_Instructions_
(1) In the text on retirement, copy word for word the part from "Second, deal with" to "to work again.".
(2) According to the text on retirement, what did the woman who loved art become?

_Text under study_
^^^^^^^^
How Do You Define Retirement?

If you are contemplating retirement, you should ask two legends of Hollywood how they manage it. And that’s what Steve Lopez did when he interviewed Norman Lear and Mel Brooks, both in their nineties. Lear, who recently turned 100, is still active and advised Lopez, a columnist for the Los Angeles Times, to keep doing what he was doing because his work mattered. 

Mel Brooks said something similar, advising Steve to find ways to explore new ideas by working less in his regular job as a columnist. As Lopez told me in an interview, “Mel Brooks is the guy who became sort of my life coach because I followed his advice. What he said was, ‘Look, what I’m hearing you say is [that] you love what you do.You feel lucky to be able to go out into the world.’”

The interview recounted a new book, Independence Day: What I Learned about Retirement from Some Who’ve Done It and Some Who Never Will. The lesson is preparation, not merely financially but mentally. Lopez advises folks, even Millennials, to think about how they want to spend the last quarter of their life. 

Planning ahead

Planning, according to Lopez, involves at least two concepts. First, find structure. If you suddenly find yourself not going to work, how will you spend your time? Lopez found many folks deepened their existing interests. For example, one woman who loved art became a museum docent. Others pursue their leisure activities more vigorously. “People who did things during their working life that they enjoyed found ways to continue that enjoyment with a deeper commitment that they found very fulfilling,” says Lopez.

Second, deal with ambiguity. The certainty of occupation is gone, and so there is a void you need to feel. Lopez says, “You embrace ambiguity in, in retirement, because it’s never gonna be exactly clear what you need to do next.” And in retirement, just as in life, you will have surprises, you will have disappointments, you will have a loss, and you will have days when you’ve got a big smile on your face.” So be prepared for the unexpected; it might be something challenging, such as a health crisis, or something rewarding, like the birth of a new grandchild, meeting a new group of people, or even the opportunity to work again.
^^^^^^^^
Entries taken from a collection
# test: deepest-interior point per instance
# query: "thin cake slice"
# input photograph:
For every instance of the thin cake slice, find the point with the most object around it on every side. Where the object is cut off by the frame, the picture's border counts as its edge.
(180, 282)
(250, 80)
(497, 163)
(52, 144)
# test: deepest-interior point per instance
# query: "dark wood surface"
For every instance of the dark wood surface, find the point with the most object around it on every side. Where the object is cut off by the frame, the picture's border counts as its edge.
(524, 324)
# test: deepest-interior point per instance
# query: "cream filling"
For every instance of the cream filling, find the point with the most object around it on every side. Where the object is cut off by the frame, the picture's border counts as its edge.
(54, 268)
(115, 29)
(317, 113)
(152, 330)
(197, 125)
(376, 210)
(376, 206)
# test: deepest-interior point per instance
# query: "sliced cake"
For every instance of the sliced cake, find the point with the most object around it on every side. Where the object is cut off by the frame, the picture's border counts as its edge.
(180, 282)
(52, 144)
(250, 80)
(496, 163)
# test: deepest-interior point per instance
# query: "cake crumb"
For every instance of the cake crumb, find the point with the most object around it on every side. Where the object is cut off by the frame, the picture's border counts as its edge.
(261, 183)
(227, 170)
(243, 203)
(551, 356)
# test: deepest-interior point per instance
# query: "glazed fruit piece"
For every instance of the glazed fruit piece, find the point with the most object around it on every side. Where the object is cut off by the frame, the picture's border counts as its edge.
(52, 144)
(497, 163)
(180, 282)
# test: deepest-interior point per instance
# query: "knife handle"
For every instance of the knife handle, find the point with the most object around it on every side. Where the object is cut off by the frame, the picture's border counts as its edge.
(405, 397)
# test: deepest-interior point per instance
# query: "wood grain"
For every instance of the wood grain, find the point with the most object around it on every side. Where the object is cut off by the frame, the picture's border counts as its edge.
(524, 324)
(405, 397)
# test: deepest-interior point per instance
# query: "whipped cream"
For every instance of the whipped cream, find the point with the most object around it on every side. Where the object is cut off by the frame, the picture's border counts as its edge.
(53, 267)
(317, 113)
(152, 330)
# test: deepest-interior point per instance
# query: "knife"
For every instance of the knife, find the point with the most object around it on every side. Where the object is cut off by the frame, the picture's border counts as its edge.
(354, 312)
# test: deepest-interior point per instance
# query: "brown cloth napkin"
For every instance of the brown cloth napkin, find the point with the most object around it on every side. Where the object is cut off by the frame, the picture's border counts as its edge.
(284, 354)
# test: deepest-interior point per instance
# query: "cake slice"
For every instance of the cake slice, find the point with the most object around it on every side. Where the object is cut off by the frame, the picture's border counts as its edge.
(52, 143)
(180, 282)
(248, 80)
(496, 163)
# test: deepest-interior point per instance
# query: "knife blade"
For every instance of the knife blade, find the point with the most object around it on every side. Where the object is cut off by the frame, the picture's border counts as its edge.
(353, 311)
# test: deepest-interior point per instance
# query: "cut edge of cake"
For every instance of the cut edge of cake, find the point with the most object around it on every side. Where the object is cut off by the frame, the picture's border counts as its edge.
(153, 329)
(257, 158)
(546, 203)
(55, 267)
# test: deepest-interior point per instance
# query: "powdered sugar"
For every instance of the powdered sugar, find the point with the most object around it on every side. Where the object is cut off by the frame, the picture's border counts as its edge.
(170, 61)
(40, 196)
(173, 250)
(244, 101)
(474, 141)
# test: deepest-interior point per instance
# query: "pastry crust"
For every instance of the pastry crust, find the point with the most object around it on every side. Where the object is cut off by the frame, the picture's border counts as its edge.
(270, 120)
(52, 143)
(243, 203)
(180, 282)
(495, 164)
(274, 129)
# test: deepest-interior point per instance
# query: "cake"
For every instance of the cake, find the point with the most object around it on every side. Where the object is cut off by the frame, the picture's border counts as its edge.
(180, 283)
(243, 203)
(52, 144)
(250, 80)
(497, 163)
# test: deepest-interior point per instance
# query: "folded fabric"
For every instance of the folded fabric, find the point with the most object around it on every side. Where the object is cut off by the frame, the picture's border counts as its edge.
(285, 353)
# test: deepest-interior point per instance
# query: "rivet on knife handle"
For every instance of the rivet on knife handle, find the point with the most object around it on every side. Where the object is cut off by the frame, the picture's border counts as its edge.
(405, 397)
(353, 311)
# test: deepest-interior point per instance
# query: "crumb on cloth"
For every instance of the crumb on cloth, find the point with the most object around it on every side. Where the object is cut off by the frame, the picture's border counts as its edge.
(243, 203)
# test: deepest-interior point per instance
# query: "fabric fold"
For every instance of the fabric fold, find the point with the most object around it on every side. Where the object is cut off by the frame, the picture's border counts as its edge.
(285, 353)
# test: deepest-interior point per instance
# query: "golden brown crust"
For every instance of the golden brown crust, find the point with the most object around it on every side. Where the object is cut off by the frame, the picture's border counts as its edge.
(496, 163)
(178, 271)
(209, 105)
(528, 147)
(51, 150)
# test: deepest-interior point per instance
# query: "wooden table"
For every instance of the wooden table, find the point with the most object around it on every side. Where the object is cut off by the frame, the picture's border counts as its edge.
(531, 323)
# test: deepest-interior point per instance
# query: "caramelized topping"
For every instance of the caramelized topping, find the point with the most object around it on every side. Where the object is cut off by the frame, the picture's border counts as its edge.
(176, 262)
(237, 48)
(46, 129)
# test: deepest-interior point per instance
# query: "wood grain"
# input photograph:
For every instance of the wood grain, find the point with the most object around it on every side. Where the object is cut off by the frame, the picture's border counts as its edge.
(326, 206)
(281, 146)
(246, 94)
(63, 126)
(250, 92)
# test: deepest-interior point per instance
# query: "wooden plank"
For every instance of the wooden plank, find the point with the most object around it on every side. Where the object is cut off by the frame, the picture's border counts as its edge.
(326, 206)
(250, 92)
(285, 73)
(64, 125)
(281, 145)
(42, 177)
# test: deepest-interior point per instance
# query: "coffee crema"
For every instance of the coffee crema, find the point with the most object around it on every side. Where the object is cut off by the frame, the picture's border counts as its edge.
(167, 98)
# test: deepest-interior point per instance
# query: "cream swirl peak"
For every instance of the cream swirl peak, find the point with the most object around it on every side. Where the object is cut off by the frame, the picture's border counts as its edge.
^^^^^^^^
_Your written answers_
(1)
Second, deal with ambiguity. The certainty of occupation is gone, and so there is a void you need to feel. Lopez says, “You embrace ambiguity in, in retirement, because it’s never gonna be exactly clear what you need to do next.” And in retirement, just as in life, you will have surprises, you will have disappointments, you will have a loss, and you will have days when you’ve got a big smile on your face.” So be prepared for the unexpected; it might be something challenging, such as a health crisis, or something rewarding, like the birth of a new grandchild, meeting a new group of people, or even the opportunity to work again.

(2) A museum docent.